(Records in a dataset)
>> start
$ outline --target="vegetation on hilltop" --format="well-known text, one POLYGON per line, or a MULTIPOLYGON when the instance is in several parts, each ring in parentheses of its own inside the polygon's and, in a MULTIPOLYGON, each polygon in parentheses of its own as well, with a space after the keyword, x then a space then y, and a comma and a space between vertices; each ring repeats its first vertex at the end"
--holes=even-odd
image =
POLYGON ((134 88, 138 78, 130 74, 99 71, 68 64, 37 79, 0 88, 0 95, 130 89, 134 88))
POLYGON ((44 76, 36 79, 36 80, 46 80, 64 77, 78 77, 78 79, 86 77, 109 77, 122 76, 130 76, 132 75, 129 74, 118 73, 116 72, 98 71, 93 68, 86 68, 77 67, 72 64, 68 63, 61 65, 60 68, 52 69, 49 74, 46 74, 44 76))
>> end
__SET EXERCISE__
Rewrite every line of the rows above as a JSON list of strings, with one string per line and no blank lines.

__FULL OUTPUT__
[
  "$ outline --target=\"vegetation on hilltop\" --format=\"well-known text, one POLYGON per line, or a MULTIPOLYGON when the instance is in several parts, each ring in parentheses of its own inside the polygon's and, in a MULTIPOLYGON, each polygon in parentheses of its own as well, with a space after the keyword, x then a space then y, and a comma and a space between vertices; each ring repeats its first vertex at the end\"",
  "--holes=even-odd",
  "image =",
  "POLYGON ((134 88, 138 78, 130 74, 99 71, 68 64, 37 79, 0 88, 0 95, 130 89, 134 88))",
  "POLYGON ((44 76, 36 79, 36 80, 46 80, 64 77, 78 77, 78 79, 86 77, 109 77, 122 76, 130 76, 132 75, 129 74, 118 73, 116 72, 98 71, 93 68, 86 68, 77 67, 72 64, 68 63, 61 65, 60 68, 52 69, 49 74, 46 74, 44 76))"
]